The answer is simple. The 5 exercises below can relieve chest tightness, strengthen muscles to improve posture and help you look more like a superhero and less like the Hunchback of Notre Dame.
1. Towel Lying
Why: After trying this for the first time, it’s more like, why not? Sitting and working at the desk for hours easily tightens muscles through the chest and shoulders. This simple exercise is the antidote for reversing all the wound up muscles.
2. Chin Tucks
Why: Yes, you’re making a double chin. But if reducing neck pain is a priority of yours, I guarantee that it’ll be worth it. Performing this exercise activates the deep neck flexors at the front of your neck, while decreasing the tension in your suboccipitals and other muscles behind your neck, which get overstretched when your neck is protruding towards the computer screen. This is a monumental basic exercise that can be incorporated into many other exercises because it helps to keep the cervical spine in check to complete your neutral spine. If you’ve ever heard of “packing the neck” in a deadlift, this is how you do it.

* REQUIREMENT A
Reproduce the stretch of the posture exercise text from "The answer is" through "of Notre Dame.".
* REQUIREMENT B
Answer these questions from the posture exercise text:
(i) How many exercises does it say can relieve chest tightness?
(ii) According to it, what do hours of sitting and working at the desk tighten?
(iii) Which muscles does it say the chin tuck activates?
* REQUIREMENT C
Can you go on with the posture exercise text from where it stops?
You won't need any of the lines.

(Point-per-instance localization data)
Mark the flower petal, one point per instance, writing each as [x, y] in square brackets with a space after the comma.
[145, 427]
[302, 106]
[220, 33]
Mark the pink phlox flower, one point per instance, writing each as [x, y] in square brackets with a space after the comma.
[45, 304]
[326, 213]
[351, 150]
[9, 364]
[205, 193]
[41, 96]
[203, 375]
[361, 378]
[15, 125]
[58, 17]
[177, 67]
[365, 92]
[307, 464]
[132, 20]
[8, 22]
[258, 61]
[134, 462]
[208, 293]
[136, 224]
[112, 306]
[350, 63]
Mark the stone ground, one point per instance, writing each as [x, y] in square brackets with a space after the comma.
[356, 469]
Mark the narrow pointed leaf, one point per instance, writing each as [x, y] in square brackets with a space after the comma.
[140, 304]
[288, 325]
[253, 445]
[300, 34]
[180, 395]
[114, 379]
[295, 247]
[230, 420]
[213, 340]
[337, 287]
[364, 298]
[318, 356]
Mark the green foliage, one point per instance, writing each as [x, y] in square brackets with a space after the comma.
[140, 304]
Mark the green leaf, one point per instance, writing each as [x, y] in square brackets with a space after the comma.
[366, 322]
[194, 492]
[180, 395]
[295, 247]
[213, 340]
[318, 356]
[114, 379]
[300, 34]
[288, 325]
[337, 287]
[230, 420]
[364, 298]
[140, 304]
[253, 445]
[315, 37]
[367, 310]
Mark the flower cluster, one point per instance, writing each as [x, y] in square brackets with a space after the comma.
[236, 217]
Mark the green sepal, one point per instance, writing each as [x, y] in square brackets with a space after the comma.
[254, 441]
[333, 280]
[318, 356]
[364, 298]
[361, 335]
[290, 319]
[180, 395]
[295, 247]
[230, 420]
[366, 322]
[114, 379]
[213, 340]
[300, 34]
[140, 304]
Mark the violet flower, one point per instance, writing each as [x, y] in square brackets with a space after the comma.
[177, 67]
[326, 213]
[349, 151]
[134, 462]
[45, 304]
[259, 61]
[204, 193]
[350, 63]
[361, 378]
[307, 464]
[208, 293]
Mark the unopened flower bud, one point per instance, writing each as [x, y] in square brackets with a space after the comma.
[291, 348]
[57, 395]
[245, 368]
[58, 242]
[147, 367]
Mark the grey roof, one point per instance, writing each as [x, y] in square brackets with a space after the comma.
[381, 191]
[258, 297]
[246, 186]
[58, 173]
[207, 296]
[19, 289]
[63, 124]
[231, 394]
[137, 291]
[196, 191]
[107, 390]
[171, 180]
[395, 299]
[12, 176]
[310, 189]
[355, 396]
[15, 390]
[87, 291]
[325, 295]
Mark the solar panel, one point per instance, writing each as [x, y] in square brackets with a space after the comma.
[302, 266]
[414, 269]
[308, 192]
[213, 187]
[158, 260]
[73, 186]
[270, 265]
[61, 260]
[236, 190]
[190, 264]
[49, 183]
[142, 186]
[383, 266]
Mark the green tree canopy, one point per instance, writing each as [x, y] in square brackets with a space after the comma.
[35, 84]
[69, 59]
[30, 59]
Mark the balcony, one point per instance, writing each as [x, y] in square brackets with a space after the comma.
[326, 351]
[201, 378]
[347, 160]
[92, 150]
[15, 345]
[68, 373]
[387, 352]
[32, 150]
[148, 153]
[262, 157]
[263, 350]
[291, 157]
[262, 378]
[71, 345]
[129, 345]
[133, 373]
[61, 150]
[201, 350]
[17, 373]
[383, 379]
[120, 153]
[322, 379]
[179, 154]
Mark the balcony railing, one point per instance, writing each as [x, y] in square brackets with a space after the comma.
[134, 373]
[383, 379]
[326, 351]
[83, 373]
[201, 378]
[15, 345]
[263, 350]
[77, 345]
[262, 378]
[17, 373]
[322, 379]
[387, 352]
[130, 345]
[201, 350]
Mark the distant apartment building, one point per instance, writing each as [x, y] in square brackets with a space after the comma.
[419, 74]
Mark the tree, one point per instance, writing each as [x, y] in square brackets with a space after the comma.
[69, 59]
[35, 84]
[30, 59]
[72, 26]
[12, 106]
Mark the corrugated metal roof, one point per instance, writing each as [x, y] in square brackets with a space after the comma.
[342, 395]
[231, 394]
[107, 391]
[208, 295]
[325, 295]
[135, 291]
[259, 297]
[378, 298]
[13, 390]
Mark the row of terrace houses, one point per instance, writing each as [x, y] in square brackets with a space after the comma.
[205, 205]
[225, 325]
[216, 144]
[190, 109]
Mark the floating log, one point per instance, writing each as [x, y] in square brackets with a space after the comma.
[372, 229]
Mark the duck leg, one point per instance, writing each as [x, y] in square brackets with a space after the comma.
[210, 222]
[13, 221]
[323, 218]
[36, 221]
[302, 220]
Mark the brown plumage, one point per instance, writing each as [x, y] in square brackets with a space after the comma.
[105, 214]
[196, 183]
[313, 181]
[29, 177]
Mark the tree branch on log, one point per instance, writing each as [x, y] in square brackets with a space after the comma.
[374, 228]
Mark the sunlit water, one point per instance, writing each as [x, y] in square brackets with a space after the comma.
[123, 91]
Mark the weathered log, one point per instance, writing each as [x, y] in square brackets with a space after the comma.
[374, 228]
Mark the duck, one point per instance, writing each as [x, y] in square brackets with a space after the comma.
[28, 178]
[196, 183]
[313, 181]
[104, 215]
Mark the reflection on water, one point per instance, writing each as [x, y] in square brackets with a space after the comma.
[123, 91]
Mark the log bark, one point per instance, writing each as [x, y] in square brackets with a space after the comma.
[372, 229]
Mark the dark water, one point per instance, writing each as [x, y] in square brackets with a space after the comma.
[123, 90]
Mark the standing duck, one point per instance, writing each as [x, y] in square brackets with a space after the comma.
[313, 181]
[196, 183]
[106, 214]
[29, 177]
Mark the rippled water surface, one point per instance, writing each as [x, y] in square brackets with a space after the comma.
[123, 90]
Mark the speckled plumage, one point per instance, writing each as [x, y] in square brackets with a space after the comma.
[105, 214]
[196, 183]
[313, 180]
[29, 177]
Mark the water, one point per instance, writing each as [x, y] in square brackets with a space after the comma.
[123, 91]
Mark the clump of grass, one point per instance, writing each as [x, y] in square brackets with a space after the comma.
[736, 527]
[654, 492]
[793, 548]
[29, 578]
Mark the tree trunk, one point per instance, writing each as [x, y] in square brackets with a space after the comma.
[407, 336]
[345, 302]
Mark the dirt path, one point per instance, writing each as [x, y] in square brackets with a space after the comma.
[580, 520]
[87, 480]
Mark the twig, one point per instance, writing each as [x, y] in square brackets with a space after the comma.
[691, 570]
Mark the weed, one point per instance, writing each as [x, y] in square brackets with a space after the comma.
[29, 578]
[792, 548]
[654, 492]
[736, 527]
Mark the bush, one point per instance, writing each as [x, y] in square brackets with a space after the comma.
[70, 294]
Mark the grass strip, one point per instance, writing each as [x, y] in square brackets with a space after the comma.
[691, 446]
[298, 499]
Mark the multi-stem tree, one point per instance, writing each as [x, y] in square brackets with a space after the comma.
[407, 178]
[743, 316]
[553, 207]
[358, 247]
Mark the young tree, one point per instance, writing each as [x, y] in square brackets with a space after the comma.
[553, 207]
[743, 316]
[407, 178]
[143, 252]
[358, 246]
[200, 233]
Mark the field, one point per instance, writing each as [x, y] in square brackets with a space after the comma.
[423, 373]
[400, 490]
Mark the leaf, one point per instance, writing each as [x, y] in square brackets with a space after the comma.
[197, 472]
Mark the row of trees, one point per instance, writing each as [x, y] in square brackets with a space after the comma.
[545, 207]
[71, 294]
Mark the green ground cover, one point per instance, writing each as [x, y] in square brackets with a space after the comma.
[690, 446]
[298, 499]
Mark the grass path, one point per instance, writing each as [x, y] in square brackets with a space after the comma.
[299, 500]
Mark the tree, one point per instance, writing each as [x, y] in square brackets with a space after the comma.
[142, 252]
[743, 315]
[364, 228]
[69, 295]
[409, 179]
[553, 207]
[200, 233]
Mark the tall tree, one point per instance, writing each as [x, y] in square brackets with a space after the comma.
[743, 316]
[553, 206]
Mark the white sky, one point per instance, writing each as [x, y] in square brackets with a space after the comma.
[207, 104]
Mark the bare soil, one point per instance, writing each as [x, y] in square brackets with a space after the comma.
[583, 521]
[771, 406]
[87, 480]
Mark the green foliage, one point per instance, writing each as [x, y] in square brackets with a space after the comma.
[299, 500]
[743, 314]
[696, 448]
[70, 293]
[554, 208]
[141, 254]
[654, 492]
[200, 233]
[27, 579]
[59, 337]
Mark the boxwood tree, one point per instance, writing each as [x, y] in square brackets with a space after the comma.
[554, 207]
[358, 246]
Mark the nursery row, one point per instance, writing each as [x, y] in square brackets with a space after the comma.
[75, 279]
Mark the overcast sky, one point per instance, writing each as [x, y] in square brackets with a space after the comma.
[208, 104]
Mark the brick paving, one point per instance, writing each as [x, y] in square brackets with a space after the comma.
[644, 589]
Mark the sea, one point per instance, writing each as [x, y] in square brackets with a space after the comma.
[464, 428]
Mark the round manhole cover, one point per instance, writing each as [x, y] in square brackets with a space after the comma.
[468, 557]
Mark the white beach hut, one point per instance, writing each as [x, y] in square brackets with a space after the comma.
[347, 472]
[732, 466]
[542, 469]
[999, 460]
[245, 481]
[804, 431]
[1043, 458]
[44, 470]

* WRITTEN REPLY A
The answer is simple. The 5 exercises below can relieve chest tightness, strengthen muscles to improve posture and help you look more like a superhero and less like the Hunchback of Notre Dame.

* WRITTEN REPLY B
(i) Five.
(ii) Muscles through the chest and shoulders.
(iii) The deep neck flexors at the front of the neck.

* WRITTEN REPLY C
3. Brugger’s Relief Position
Why: It teaches you to engage the shoulder blades and pull the shoulders back instead of rounding forwards. Having your arms by your side also helps to open the chest up.
4. Dowel Hip Hinge
Why: Call me a mad scientist, but even though you’re not deadlifting a heavy barbell at your desk, I believe that there’s merit to practicing your hip hinge for improving desk posture. If you watch Dr. Kelly Starrett, the creator of MobilityWod, he talks about setting up for desk work or even texting just like you would for a deadlift. You definitely (or hopefully) won’t be bent over your work space as in the ending position picture. But the idea is that when you have to lean forward while sitting at the desk, e.g., for writing, you lean from the hips while maintaining a neutral spine and not from the upper back or neck. This exercise will give you more awareness of your posture from the waist up.
5. Shoulder W
Why: When you’re sitting at the desk, it’s very easy to hike up your shoulders and overuse the upper trapezius muscles in addition to rounding the upper back. This exercise strengthens the external rotators of the rotator cuff muscles in addition to activating more of the lower trapezius muscles rather than the dominant upper trapezius muscles. This exercise also reinforces good shoulder blade positioning. You can watch Physiotherapist Mike Reinold demonstrate this exercise.
Take very short active breaks!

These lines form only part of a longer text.